Instructions for the task.
Please copy every line of the records below without changing anything.

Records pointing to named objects

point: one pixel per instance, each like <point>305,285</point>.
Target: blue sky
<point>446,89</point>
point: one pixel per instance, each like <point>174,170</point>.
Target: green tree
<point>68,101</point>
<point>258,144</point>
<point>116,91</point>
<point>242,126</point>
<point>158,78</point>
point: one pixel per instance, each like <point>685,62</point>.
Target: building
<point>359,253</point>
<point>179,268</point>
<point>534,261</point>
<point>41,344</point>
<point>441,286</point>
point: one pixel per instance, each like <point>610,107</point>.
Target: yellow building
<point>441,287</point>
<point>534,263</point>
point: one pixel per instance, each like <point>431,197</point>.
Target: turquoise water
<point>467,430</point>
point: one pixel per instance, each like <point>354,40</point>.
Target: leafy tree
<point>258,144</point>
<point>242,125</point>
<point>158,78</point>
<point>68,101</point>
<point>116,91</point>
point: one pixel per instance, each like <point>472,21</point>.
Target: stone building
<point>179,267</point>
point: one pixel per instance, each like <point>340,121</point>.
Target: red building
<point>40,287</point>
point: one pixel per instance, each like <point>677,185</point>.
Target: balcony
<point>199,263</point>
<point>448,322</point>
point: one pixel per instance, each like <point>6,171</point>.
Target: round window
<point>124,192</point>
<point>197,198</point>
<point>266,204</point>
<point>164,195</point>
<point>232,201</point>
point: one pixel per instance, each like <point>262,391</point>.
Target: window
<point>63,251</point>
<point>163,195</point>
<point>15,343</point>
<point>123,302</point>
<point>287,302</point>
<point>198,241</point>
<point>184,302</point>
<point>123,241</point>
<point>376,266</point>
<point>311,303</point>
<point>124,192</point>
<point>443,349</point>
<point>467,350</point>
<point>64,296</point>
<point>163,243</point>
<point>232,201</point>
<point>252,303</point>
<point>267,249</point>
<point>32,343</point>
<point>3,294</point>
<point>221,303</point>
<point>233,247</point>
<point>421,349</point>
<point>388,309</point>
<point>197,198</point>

Solution for this exercise.
point: one pixel per instance, each like <point>305,285</point>.
Target: blue sky
<point>446,89</point>
point: one pixel per instance, each like <point>174,170</point>.
Target: green tree
<point>68,101</point>
<point>258,144</point>
<point>116,91</point>
<point>242,126</point>
<point>158,78</point>
point: one pixel per instance, each like <point>685,62</point>.
Target: building
<point>359,253</point>
<point>179,268</point>
<point>534,261</point>
<point>41,344</point>
<point>441,286</point>
point: one pixel per instance, each like <point>610,107</point>.
Target: yellow building
<point>441,287</point>
<point>534,263</point>
point: one pixel per instance, each like <point>431,197</point>.
Target: turquoise water
<point>467,430</point>
point: one pixel per instance, each like <point>354,40</point>.
Target: leafy tree
<point>258,144</point>
<point>242,125</point>
<point>158,78</point>
<point>68,101</point>
<point>116,91</point>
point: one pixel per instance, each like <point>472,21</point>.
Target: stone building
<point>179,267</point>
point: one pixel per instance, each like <point>340,121</point>.
Target: red building
<point>40,287</point>
point: one pixel per instance, each like <point>677,185</point>.
Target: balcony
<point>199,263</point>
<point>448,322</point>
point: one pixel per instance, each like <point>6,171</point>.
Target: round window
<point>124,192</point>
<point>197,198</point>
<point>266,204</point>
<point>164,195</point>
<point>232,201</point>
point: one pixel per instance, each like <point>262,391</point>.
Target: window
<point>63,251</point>
<point>163,195</point>
<point>15,343</point>
<point>123,302</point>
<point>287,302</point>
<point>198,241</point>
<point>184,302</point>
<point>123,241</point>
<point>376,266</point>
<point>311,303</point>
<point>124,192</point>
<point>443,349</point>
<point>467,350</point>
<point>64,296</point>
<point>163,243</point>
<point>232,201</point>
<point>252,303</point>
<point>267,249</point>
<point>32,343</point>
<point>3,294</point>
<point>221,303</point>
<point>233,247</point>
<point>421,349</point>
<point>388,309</point>
<point>197,198</point>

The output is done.